La veuve de Paulin Bamouni nous a dit…(suite de l'ITW)

 

Nathalie, la veuve de Paulin Bamouni

 

A l’occasion de la journée nationale de Pardon, des mesures d’indemnisation ont été prises en faveur des victimes de la violence en politique. Avez-vous touché ce pécule ?

 

• Ils en ont parlé mais je ne m’y suis pas intéressée. Ils n’ont parlé d’indemnisation qu’en 2001. Cela faisait combien d’année après la tuerie d’octobre 87 ? Durant près de 15 ans, est-ce que quelqu’un dans ce pays s’est soucié que ces veuves avaient besoin de quelque chose pour élever leurs orphelins.

Normalement, nos enfants devaient être considérés comme des pupilles de la nation. Mais personne ne s’en est soucié. Nous les femmes, on s’est battue pour élever nos enfants. Personne ne nous a aidées jusqu’à maintenant….

 

… Vous avez donc refusé l’indemnisation parce qu’elle était en retard alors… Si elle était intervenue dès 87, vous l’auriez donc acceptée ?

 

• En 87, on pouvait dire qu’on en avait le plus besoin parce qu’il y avait des femmes qui ne travaillaient pas… S’ils avaient réglé le problème tout de suite, s’ils avaient accepté nous dire : «Voilà, il y a eu un problème, c’était un accident, on visait telle ou telle personne mais il y a des gens qui se sont trouvés au mauvais endroit au mauvais moment. On demande pardon…».

Je pense que s’ils avaient procédé ainsi, on n’aurait même pas eu besoin de cette journée de Pardon. La réconciliation aurait été faite toute de suite.

Mais ils ont laissé pourrir la situation…

 

Avez-vous des contacts avec les autres veuves du 15-Octobre ?

 

• En dehors de Mariam Sankara, non. Il faut dire que je n’étais pas connue à Ouaga et je ne connaissais pas beaucoup de gens.

Je suis sortie de ma province du Sanguié, j’ai mis le pied dans l’avion et je suis partie pour la France avec mon mari. A notre retour, on est resté 5 ans à Ouaga. Je ne sortais pas beaucoup parce que j’avais déjà les habitudes d’Europe. Je n’allais pas dehors, je ne savais pas fréquenter beaucoup de gens.

- [Consigne écrite 1]:
D'après l'entretien, en quelle année a-t-on commencé à parler d'indemnisation ?
- [Consigne écrite 2]:
Résumez l'entretien en deux phrases, s'il vous plaît.

(Entrées enregistrées)
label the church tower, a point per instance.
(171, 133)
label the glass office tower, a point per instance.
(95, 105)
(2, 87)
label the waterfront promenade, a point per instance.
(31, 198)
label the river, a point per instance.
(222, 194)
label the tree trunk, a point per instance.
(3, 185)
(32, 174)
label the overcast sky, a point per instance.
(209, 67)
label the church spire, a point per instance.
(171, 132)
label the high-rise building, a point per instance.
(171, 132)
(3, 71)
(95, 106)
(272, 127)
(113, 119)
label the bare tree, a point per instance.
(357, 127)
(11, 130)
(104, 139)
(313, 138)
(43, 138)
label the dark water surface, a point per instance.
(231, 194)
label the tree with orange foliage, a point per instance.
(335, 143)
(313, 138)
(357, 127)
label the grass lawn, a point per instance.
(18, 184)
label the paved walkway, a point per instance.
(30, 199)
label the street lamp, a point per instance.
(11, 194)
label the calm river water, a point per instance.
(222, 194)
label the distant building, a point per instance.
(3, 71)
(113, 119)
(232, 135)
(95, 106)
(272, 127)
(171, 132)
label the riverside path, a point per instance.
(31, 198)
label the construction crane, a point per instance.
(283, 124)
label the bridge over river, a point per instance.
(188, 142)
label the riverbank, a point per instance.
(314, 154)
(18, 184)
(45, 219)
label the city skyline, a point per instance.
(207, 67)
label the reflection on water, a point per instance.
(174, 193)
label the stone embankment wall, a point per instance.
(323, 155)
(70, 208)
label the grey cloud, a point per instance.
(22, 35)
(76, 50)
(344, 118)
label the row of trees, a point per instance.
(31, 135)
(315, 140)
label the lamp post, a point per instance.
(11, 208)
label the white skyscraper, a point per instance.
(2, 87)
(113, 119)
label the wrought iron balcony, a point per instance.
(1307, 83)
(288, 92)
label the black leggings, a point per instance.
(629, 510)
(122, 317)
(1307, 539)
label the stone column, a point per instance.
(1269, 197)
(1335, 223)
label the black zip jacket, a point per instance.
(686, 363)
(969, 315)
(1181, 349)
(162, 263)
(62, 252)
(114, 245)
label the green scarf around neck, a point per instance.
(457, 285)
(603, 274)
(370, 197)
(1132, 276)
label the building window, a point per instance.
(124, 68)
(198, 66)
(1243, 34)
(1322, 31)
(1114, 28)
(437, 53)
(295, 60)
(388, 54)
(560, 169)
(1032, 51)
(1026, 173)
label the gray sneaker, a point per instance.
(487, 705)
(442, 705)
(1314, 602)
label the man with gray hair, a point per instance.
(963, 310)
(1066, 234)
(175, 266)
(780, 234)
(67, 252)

- [Corrigé 1]:
En 2001.

- [Corrigé 2]:
Nathalie, la veuve de Paulin Bamouni, dit ne pas s'être intéressée à l'indemnisation, dont on n'a parlé qu'en 2001, et déplore que pendant près de 15 ans après la tuerie d'octobre 87 personne ne se soit soucié des veuves et de leurs orphelins. Elle pense qu'une demande de pardon faite tout de suite aurait permis la réconciliation sans journée de Pardon, et indique qu'en dehors de Mariam Sankara elle n'a pas de contacts avec les autres veuves du 15-Octobre.